# [PROBLEM TO SOLVE]
Go to the line that contains "Point to the white door.", then write out that line and all that follow to the end of the listing, exactly and without pictures.

== Segment start ==

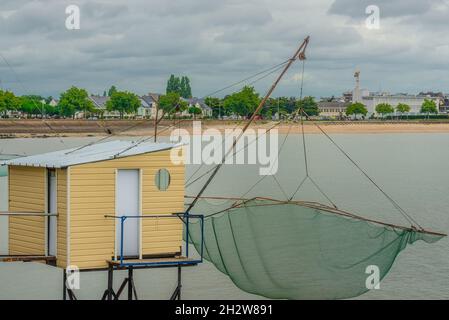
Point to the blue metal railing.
(185, 217)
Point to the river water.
(412, 168)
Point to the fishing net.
(298, 250)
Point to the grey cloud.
(356, 8)
(136, 44)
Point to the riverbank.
(56, 127)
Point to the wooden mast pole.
(156, 100)
(299, 54)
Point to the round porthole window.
(162, 179)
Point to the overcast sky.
(137, 44)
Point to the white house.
(206, 111)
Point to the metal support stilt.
(64, 284)
(177, 293)
(130, 283)
(110, 280)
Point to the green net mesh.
(291, 251)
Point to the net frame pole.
(299, 54)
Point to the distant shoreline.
(19, 128)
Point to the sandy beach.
(38, 128)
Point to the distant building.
(333, 109)
(371, 100)
(100, 104)
(145, 110)
(52, 102)
(151, 100)
(206, 111)
(414, 101)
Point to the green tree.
(384, 108)
(73, 100)
(32, 105)
(242, 103)
(8, 102)
(123, 102)
(185, 91)
(111, 91)
(171, 103)
(429, 106)
(194, 110)
(402, 108)
(217, 106)
(174, 85)
(309, 105)
(356, 109)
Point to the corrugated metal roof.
(93, 153)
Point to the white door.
(127, 204)
(52, 208)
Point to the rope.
(261, 179)
(188, 183)
(306, 164)
(409, 218)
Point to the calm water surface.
(412, 168)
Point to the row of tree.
(244, 102)
(428, 107)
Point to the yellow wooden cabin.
(82, 186)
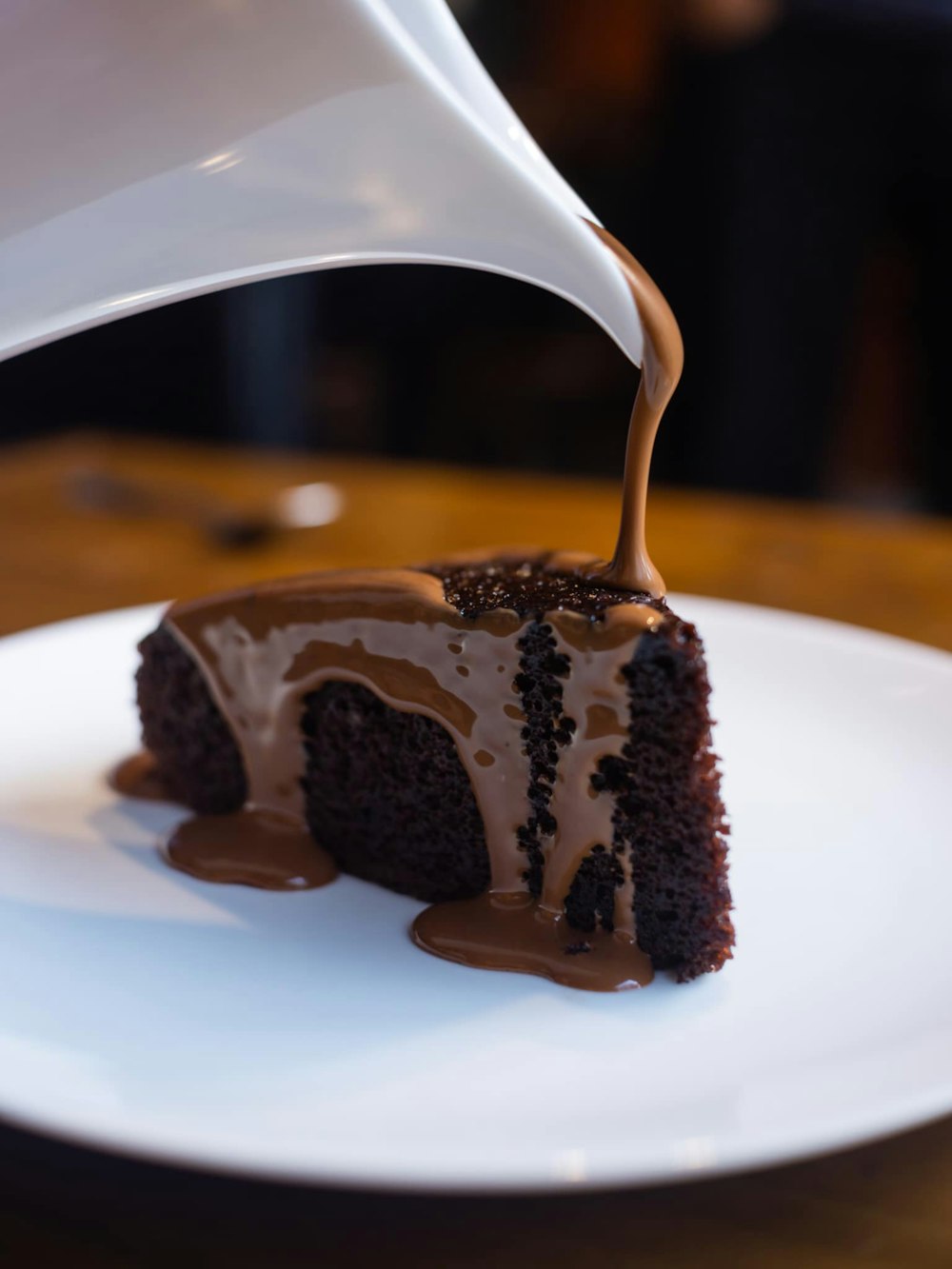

== Segment end ==

# [RESPONSE TO THIS TASK]
Point to the white door.
(127, 204)
(52, 208)
Point to the rope.
(261, 179)
(188, 183)
(306, 164)
(409, 218)
Point to the calm water surface.
(412, 168)
Point to the row of tree.
(244, 102)
(428, 107)
Point to the yellow wooden cabin.
(82, 186)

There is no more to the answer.